§ Description of the task
Do not copy the pictures; transcribe all other material exactly.

§ Data extracted from a collection
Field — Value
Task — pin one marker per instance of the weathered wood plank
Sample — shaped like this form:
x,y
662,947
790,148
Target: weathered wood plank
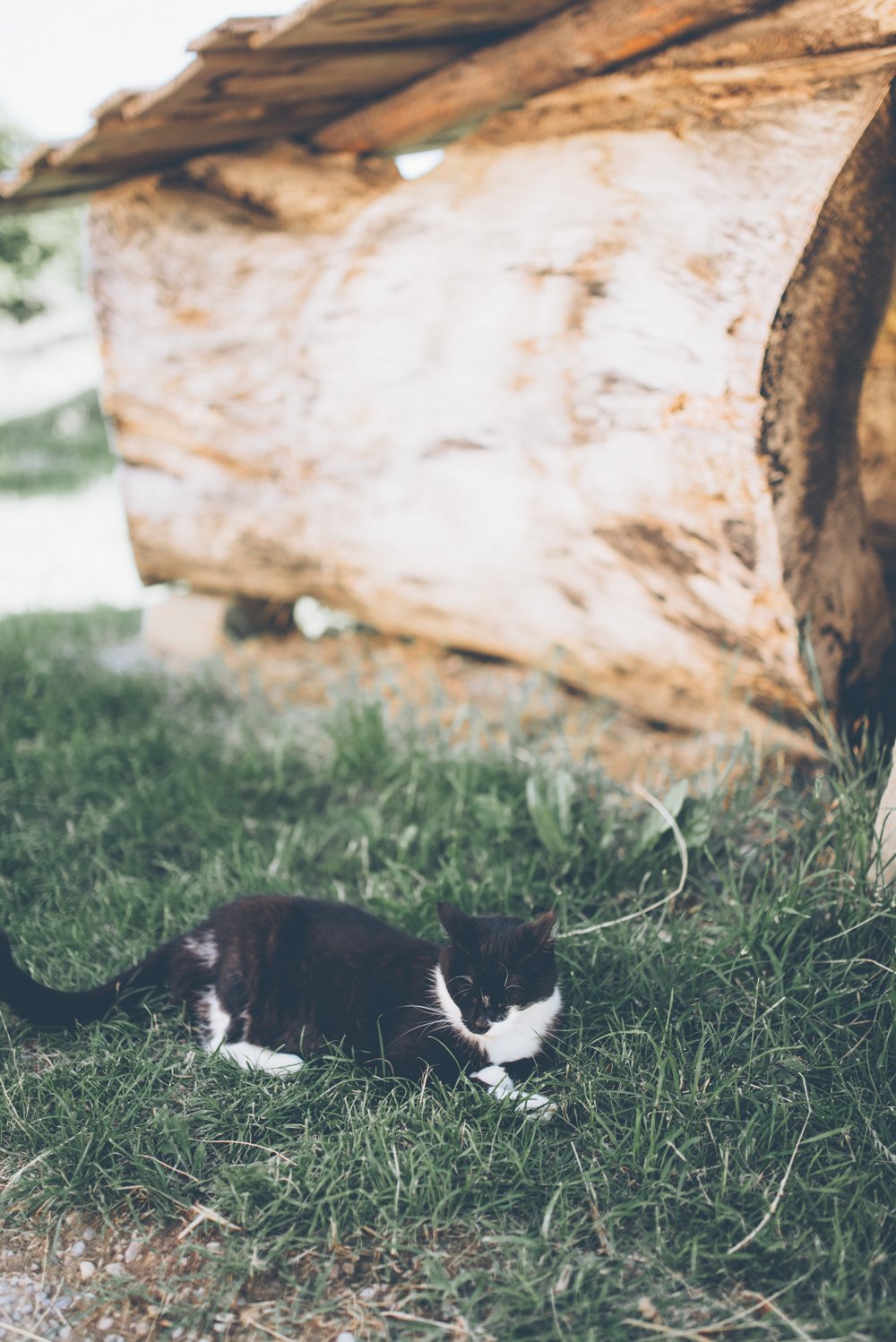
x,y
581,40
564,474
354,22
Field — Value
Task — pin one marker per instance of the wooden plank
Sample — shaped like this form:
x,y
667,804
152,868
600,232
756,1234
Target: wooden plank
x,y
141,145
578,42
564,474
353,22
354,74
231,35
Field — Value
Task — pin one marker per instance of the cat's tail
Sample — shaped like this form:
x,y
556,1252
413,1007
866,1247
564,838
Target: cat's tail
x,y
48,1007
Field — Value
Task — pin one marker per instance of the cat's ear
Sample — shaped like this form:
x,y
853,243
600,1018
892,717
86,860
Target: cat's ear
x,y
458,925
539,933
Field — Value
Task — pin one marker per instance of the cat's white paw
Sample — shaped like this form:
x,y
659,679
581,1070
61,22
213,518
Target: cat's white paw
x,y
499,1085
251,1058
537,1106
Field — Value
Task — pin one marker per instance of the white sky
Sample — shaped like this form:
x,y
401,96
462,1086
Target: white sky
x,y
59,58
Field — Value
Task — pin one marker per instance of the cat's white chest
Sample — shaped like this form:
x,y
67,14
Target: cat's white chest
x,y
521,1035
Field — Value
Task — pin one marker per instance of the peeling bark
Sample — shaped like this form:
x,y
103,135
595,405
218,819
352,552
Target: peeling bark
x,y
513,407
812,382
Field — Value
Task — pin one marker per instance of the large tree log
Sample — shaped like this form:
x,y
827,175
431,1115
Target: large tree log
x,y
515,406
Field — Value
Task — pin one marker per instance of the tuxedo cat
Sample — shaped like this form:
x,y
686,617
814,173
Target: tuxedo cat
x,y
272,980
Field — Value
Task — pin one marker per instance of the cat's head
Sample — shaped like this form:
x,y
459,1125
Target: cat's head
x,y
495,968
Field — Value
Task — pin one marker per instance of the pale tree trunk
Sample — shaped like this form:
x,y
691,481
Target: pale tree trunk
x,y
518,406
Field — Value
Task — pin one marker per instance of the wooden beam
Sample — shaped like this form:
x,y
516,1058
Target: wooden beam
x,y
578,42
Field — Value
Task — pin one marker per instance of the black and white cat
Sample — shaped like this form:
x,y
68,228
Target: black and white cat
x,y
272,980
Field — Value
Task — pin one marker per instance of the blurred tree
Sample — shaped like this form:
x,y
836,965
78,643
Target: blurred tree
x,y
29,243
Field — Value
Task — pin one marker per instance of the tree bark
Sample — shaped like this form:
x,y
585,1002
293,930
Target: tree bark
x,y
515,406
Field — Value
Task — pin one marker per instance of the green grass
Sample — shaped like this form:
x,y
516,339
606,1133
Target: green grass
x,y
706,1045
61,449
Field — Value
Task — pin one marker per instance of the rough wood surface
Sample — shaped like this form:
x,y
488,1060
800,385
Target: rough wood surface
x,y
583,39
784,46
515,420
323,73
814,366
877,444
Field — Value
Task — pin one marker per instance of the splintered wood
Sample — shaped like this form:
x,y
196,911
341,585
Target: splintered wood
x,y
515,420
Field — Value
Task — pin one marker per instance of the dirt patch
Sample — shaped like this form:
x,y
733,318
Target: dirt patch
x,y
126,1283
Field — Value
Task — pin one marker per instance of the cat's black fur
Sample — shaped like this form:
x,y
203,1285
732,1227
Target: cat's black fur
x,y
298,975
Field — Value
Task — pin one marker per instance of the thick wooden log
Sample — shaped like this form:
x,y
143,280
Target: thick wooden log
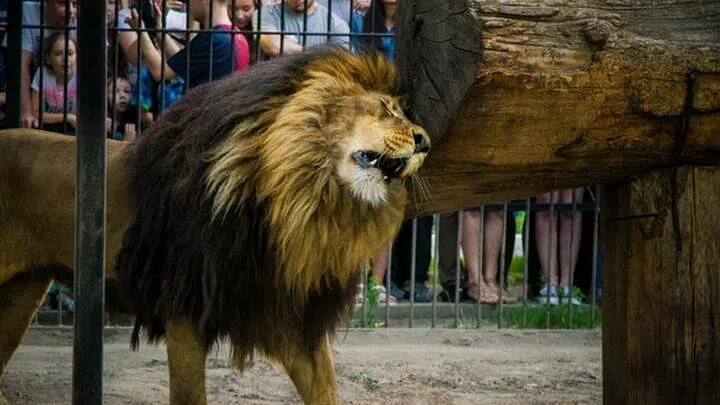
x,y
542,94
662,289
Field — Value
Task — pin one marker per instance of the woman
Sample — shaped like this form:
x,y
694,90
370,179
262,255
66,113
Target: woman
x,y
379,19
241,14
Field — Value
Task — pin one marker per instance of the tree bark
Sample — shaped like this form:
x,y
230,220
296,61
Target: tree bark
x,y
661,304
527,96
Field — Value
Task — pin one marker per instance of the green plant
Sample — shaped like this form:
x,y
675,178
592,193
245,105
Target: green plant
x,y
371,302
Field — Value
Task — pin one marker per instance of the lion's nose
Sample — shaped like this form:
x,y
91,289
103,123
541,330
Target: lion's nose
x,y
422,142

§ Response to this task
Field — Value
Task — pin one marker per instance of the weathered wood plank
Sample — shaped like this form:
x,y
662,947
790,148
Target: weathered wood plank
x,y
581,40
564,474
354,22
Field — Value
Task — pin one marker per instance of the wooden plank
Sample — shaped like this form:
x,y
667,804
152,868
600,232
756,1234
Target: wooden plank
x,y
141,145
578,42
564,474
353,22
354,74
231,35
Field — Value
Task — pin one marker per instance of the cat's tail
Sample — shaped like this form:
x,y
556,1252
413,1007
866,1247
564,838
Target: cat's tail
x,y
48,1007
Field — Value
Task — pin one marker per instance of the cat's ear
Sample — shaped like this form:
x,y
853,243
600,1018
892,717
86,860
Target: cat's ear
x,y
458,925
539,933
Field — Value
Task — pin one marker per instance of the cat's white paw
Sample — shaped like this form:
x,y
659,679
581,1070
61,22
213,518
Target: cat's white paw
x,y
499,1085
251,1058
537,1106
Field — Value
Task — pin one marker per instance of the white sky
Sample — shaped like this form:
x,y
401,96
462,1086
Target: white sky
x,y
59,58
Field — Value
Task — pin one marker per instance of the cat's white chest
Sample — shaped like this form:
x,y
67,14
Target: cat's white chest
x,y
521,1035
Field — Value
Task — pin one marker per instance of the peeling bark
Sample — shaped like this form:
x,y
103,135
595,405
218,819
352,552
Target: peeling bark
x,y
513,407
812,382
Field — Value
Task — pin one marker per instance of the large tree log
Sample — shaped like this form:
x,y
827,175
431,1115
Target: large tree log
x,y
515,406
Field — Value
Task — pin one marker per instance of the tuxedo cat
Sample — shaped like this form:
x,y
686,617
814,173
Target: tuxedo cat
x,y
272,980
Field — Value
Task — pin one marker per instance of the cat's head
Sample — shaped like this form:
x,y
459,1125
Target: cat's head
x,y
495,968
Field — Value
Task — pin one marker per instance of the pale tree trunk
Sample — shaped like this form:
x,y
691,481
Target: pale tree trunk
x,y
518,406
Field — Value
Task — pin one marker per instance of the wooden beam
Sample — shaped like this form:
x,y
516,1058
Target: wooden beam
x,y
578,42
Field — Value
Task — pin one marker per instance of the black and white cat
Sample — shaped like this form:
x,y
68,228
Target: black and white cat
x,y
272,980
Field — Value
Task — pin one marker per instance of the blurred tree
Sample — shaped like this form:
x,y
836,965
78,643
Target: blurred tree
x,y
29,243
Field — Value
Task — pin one marker per instance of the tree bark
Sample — shaped like this form:
x,y
585,1002
293,930
Target: tree bark
x,y
515,406
Field — Value
Task — pin one marker per instance of the green grass
Sample — shaped like this form:
x,y
516,339
606,1133
Target: green grass
x,y
706,1045
61,449
Field — Value
Task — pin one marker per instance of the rough wood surface
Sample — shaped like this form:
x,y
488,1060
800,385
Target: rough wood surface
x,y
583,39
784,46
515,420
323,73
814,366
877,444
Field — Value
Task — pin one marker per instance of the splintered wood
Sample — shaped like this form:
x,y
196,911
341,585
Target: splintered wood
x,y
515,420
Field — Value
Task — pin one marker per instance of the dirt patch
Sample — shaped like this form:
x,y
733,318
Target: dirt patch
x,y
126,1283
Field — Value
Task — pin one marker per instance of the cat's black fur
Sample — shaped like this form:
x,y
203,1285
732,1227
Target: cat's black fur
x,y
298,975
Field — Value
Task — pin one marker per instance of the thick wooden log
Sample — shaped like this form:
x,y
143,280
Target: thick wooden log
x,y
542,94
662,289
Field — Value
Task — pin one marker per instance of the woman
Sample — shaped like this form:
x,y
694,90
370,179
262,255
66,113
Target: woman
x,y
379,19
241,14
Field — Value
Task — pin one marker per instance of the tree bark
Sample — shaped like this form:
x,y
230,220
296,61
Target: tree bark
x,y
661,304
527,96
Field — Value
Task — pin one marker per instance of the green plant
Sample — shaped like this form:
x,y
675,178
592,193
245,105
Target: green plant
x,y
371,302
Field — Value
Task — pin one marker per instance of the lion's nose
Sample — shaped like this form:
x,y
91,289
103,123
541,330
Target: lion's nose
x,y
422,142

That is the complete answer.